■ **Instructions to follow**:
Return the portion of the passage on prescribed minimum benefits from "In an ideal" up to and including "an iterative process.", copied word for word.

■ **Provided text**:
An open-ended liability such as this caused havoc on their balance sheets. Apart from costing a lot more and making their risk more difficult to model, the schemes have argued that this legislation creates a perverse incentive for some providers to charge far higher rates to treat PMB conditions. More importantly, because medical schemes are non-profit organisations and their members are essentially shareholders, these higher medical costs have simply translated into higher premiums. These higher premiums have in turn resulted in some people being forced to leave the schemes because they are unable to afford them, and ultimately reduced overall medical scheme coverage.
With this in mind, it may be hard to believe the introduction of PMBs was part of the Department of Health’s broader strategic objectives of legislative reform, improvement in the management and use of resources, and the revitalisation of hospital services, but it probably was. More specifically I believe that the introduction of PMBs initially formed part of a larger strategy to lessen the burden on state hospitals by increasing private medical coverage in the hope of one day introducing the highly contentious National Health Insurance plan.
In hindsight, it is clear the initial legislation pertaining to PMBs was ill conceived and resulted in a series of perverse incentives and potentially industry-destroying financial consequences. The proposed changes released last week are an encouraging sign of a government department trying its best to find a workable solution to the benefit of all — even if it takes a few tries to get it right.
As was the case with the first regulations governing PMBs, the devil is in the detail. One of the biggest issues with the proposed amendments is that the regulations have supposedly been changed without any consultation with the schemes themselves.
From the doctors’ perspective the changes are deemed unfair because according to South African Private Practitioners Forum CEO Chris Archer, the reference price list had no scientific basis and was not based on the actual costs of providing a service. While I am willing to believe the list has little or no scientific basis, I doubt there is a single medical scheme CEO who doesn’t have Health Minister Aaron Motsoaledi’s cellphone number on speed-dial and who hasn’t already had several lengthy discussions with him about the state of the industry.
Some time ago I wrote about how changes to the legislation governing medical schemes have, over time, unintentionally undermined the traditional funding models used by South African medical aids and ultimately put the sustainability of the medical aid industry at risk. This is still the case, although the move by the minister to amend the previous regulations should be seen as a move in the right direction, even if the proposed changes may not satisfy everyone.
In an ideal world, research and consultation should always play a significant role in the drafting of any policy, but sometimes even with the most generous of consultative processes only time will tell whether an intervention has achieved its desired outcome.
As is very clear in the heated debate over the amendment to regulation 8, vested interests and individual agendas can muddy the waters because they create an incentive for stakeholders to overstate the benefit or burden of a proposed change in legislation. For this reason policy should always be an iterative process.
If over time it becomes clear that a change in legislation has benefited one party to the detriment of another, there is no question in my mind that it needs to be reassessed. In the case of the regulations governing PMBs, it would seem that not only has the existing regime placed an undue burden on the medical aid schemes, it has in the process also undermined the minister’s goal of providing as many South Africans as possible with access to high-quality healthcare, and this is certainly something that needs to be addressed.

■ **Records supplied**:
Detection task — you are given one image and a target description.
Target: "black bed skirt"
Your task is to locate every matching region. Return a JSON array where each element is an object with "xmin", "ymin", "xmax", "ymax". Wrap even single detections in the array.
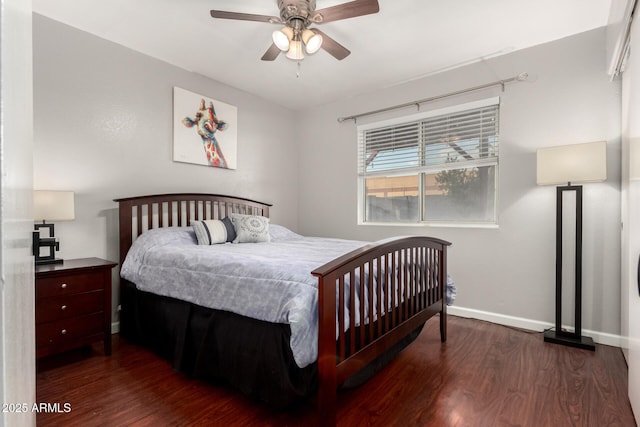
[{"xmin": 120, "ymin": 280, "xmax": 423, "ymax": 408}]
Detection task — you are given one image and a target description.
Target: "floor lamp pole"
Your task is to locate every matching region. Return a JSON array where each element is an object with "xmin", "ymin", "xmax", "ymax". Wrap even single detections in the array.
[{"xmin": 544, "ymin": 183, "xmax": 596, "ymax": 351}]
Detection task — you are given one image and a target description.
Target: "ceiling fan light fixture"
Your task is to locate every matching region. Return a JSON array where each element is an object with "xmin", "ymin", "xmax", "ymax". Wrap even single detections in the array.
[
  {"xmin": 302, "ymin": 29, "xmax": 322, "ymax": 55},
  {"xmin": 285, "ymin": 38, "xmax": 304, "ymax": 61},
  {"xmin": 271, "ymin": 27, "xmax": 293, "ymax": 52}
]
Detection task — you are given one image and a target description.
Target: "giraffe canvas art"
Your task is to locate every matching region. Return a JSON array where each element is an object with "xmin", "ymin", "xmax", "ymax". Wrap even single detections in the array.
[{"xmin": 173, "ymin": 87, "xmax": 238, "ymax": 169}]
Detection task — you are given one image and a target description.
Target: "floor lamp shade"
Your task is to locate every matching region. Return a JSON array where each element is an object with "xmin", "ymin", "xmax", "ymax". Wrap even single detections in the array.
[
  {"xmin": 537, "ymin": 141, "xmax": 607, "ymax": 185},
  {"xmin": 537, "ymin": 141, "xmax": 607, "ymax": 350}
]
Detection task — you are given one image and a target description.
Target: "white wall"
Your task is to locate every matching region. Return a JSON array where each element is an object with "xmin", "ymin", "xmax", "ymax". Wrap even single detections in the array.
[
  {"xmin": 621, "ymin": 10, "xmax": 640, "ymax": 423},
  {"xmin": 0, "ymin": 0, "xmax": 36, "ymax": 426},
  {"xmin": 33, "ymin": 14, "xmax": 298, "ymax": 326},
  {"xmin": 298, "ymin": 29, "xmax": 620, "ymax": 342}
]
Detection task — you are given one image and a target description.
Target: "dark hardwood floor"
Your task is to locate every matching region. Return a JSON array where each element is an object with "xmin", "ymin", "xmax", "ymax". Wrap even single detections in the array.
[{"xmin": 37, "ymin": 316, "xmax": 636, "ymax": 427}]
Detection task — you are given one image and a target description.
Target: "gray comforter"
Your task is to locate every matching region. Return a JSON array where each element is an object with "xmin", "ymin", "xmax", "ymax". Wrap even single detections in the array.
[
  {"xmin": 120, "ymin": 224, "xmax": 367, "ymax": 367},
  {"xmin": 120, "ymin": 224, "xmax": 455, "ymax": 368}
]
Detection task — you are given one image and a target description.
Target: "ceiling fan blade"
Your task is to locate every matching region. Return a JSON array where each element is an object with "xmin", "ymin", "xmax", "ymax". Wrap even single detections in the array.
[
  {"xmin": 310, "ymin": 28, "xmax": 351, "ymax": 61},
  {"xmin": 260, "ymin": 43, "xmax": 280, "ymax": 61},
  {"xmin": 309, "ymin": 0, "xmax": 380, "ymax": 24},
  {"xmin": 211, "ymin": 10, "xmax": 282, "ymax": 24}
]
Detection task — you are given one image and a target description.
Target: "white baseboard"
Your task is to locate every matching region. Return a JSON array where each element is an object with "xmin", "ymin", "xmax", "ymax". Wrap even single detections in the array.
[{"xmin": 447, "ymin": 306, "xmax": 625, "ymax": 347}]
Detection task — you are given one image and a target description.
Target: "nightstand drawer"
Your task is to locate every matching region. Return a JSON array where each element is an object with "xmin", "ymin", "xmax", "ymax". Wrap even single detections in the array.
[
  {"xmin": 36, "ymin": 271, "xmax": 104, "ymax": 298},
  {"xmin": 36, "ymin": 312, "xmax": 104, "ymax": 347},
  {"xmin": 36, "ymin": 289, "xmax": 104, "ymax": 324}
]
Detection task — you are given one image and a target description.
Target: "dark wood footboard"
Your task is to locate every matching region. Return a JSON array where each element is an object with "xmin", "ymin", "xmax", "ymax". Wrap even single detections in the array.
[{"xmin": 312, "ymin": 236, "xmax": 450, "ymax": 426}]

■ **Response to this exercise**:
In an ideal world, research and consultation should always play a significant role in the drafting of any policy, but sometimes even with the most generous of consultative processes only time will tell whether an intervention has achieved its desired outcome.
As is very clear in the heated debate over the amendment to regulation 8, vested interests and individual agendas can muddy the waters because they create an incentive for stakeholders to overstate the benefit or burden of a proposed change in legislation. For this reason policy should always be an iterative process.